§ **EXERCISE**
Every record must be repeated precisely as it stands.

────────────────

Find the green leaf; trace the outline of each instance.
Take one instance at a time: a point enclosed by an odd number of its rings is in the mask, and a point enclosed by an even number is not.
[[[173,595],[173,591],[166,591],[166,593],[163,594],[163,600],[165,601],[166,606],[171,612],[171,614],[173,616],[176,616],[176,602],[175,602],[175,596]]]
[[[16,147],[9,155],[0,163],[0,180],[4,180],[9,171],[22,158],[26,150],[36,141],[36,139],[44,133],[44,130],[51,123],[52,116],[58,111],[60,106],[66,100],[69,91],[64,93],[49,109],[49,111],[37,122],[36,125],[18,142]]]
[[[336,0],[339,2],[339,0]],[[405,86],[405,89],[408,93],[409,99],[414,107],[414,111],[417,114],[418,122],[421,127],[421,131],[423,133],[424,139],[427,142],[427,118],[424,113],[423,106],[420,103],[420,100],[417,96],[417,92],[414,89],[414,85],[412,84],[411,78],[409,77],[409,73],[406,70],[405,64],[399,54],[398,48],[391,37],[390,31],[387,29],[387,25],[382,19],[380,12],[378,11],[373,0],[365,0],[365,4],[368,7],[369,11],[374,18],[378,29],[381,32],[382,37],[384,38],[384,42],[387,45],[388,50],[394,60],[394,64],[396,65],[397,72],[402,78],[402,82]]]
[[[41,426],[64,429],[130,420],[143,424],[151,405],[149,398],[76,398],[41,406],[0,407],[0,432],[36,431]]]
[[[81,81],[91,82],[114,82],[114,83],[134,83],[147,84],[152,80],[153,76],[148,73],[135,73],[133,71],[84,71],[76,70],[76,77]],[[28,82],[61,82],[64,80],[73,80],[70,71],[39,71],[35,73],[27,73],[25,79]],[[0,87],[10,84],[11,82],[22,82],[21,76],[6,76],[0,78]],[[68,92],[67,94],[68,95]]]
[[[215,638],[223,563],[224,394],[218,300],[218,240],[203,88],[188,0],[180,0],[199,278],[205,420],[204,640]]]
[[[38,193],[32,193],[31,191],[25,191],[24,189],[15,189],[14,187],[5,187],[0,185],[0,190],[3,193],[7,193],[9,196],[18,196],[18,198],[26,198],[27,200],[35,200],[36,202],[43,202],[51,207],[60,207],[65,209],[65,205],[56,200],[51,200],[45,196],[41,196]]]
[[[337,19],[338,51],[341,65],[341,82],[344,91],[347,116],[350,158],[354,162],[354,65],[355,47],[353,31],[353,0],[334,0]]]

────────────────

§ **SOLVED PROBLEM**
Find the green leaf; trace the outline of each instance.
Take one instance at a time: a point enclosed by an odd number of its rings is in the mask, and a point enclosed by an even number is not.
[[[173,595],[173,591],[166,591],[166,593],[163,594],[163,600],[165,601],[166,606],[171,612],[171,614],[173,616],[176,616],[176,602],[175,602],[175,596]]]
[[[16,147],[9,155],[0,163],[0,180],[4,180],[9,171],[22,158],[26,150],[36,141],[36,139],[44,133],[44,130],[51,123],[52,116],[58,111],[60,106],[66,100],[69,91],[64,93],[49,109],[49,111],[37,122],[36,125],[18,142]]]
[[[336,0],[339,2],[339,0]],[[405,86],[405,89],[408,93],[409,99],[414,107],[414,111],[417,114],[418,122],[421,127],[421,131],[423,133],[424,139],[427,142],[427,118],[424,113],[423,106],[420,103],[420,100],[417,96],[417,92],[414,89],[414,85],[412,84],[411,78],[409,77],[409,73],[406,70],[405,64],[399,54],[398,48],[391,37],[390,31],[387,29],[387,25],[382,19],[380,12],[378,11],[373,0],[365,0],[365,4],[368,7],[369,11],[374,18],[378,29],[381,32],[382,37],[384,38],[384,42],[387,45],[388,50],[394,60],[394,64],[396,65],[397,72],[402,78],[402,82]]]
[[[41,426],[64,429],[130,420],[143,424],[151,405],[149,398],[76,398],[41,406],[0,407],[0,432],[36,431]]]
[[[81,81],[91,82],[114,82],[114,83],[134,83],[147,84],[152,80],[153,76],[148,73],[135,73],[133,71],[84,71],[76,70],[76,77]],[[28,82],[61,82],[64,80],[73,80],[70,71],[39,71],[35,73],[27,73],[25,79]],[[0,87],[10,84],[11,82],[22,82],[21,76],[6,76],[0,78]],[[68,92],[67,94],[68,95]]]
[[[215,638],[223,563],[224,394],[218,300],[218,240],[203,88],[188,0],[180,0],[199,278],[205,420],[204,640]]]
[[[38,193],[32,193],[31,191],[25,191],[24,189],[15,189],[14,187],[5,187],[0,185],[0,190],[3,193],[7,193],[9,196],[18,196],[18,198],[26,198],[27,200],[35,200],[36,202],[43,202],[51,207],[60,207],[65,209],[65,205],[56,200],[51,200],[45,196],[41,196]]]
[[[337,19],[338,51],[341,65],[341,82],[344,91],[347,116],[350,158],[354,162],[354,65],[355,47],[353,31],[353,0],[334,0]]]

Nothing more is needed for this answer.